# start of Passage shown
Wait, I'm not done. ABC has done one more thing to piss me off this week. Remember CBS's "brilliant" (is anyone counting my quotation marks this week? Do I qualify for the "unnecessary quotations" blog?) idea to air a sitcom about the blog "Shit My Dad Says"? ABC's taking it one step further...the network execs are putting together a show surrounding the "Awkward Family Photos" blog. I'm. Not. Kidding. As blog, humorous. As book, humorous. As sitcom, TERRIBLE. Hey, ABC! If you're listening, I have a couple of actually GOOD sitcom ideas for you...but you'll actually have to THINK HARD to figure out one of them! (start sending your emails to ABC corporate now...we here at TH can use the big TV money)
# end of Passage shown
▸ **Goal**:
Could you print the part of the post about ABC's sitcom plans that begins at the words "Wait, I'm not" and stops after the words "big TV money)"? The rows that come next are drawn from a separate source.
# start of Dataset extract
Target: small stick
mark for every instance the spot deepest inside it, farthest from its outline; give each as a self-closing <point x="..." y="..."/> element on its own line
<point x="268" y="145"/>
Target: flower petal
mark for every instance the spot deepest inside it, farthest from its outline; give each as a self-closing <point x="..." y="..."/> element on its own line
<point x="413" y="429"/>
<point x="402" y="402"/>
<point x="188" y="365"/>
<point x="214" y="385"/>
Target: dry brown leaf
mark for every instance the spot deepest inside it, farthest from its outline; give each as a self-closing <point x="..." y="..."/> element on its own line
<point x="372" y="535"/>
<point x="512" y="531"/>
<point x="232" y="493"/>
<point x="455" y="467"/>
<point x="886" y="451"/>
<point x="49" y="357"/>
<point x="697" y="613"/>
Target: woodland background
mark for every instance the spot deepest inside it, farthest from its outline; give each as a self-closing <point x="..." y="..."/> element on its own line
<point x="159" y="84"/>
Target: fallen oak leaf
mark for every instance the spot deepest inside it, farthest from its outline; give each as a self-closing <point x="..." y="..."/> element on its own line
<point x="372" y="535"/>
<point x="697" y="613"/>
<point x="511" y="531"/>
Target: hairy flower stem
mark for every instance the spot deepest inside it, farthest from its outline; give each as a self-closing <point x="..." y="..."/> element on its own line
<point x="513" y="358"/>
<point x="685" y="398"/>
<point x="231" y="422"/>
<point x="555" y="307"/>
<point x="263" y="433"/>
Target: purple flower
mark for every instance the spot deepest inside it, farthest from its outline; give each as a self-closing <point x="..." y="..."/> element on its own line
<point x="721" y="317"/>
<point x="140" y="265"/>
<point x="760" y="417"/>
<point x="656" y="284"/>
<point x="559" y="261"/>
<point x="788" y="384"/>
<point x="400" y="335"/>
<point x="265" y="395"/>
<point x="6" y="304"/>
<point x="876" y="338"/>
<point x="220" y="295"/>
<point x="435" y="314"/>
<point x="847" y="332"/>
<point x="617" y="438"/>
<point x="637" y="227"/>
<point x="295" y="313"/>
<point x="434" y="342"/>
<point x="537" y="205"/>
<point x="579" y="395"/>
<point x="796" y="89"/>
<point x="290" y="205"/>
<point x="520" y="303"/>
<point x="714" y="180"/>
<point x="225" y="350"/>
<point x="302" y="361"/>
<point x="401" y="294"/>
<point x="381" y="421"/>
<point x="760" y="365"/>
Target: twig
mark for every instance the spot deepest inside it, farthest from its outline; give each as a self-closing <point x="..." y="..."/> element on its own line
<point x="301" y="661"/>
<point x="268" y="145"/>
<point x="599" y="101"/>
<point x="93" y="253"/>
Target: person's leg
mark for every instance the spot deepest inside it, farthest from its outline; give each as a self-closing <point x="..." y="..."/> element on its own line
# end of Dataset extract
▸ **Written reply**:
Wait, I'm not done. ABC has done one more thing to piss me off this week. Remember CBS's "brilliant" (is anyone counting my quotation marks this week? Do I qualify for the "unnecessary quotations" blog?) idea to air a sitcom about the blog "Shit My Dad Says"? ABC's taking it one step further...the network execs are putting together a show surrounding the "Awkward Family Photos" blog. I'm. Not. Kidding. As blog, humorous. As book, humorous. As sitcom, TERRIBLE. Hey, ABC! If you're listening, I have a couple of actually GOOD sitcom ideas for you...but you'll actually have to THINK HARD to figure out one of them! (start sending your emails to ABC corporate now...we here at TH can use the big TV money)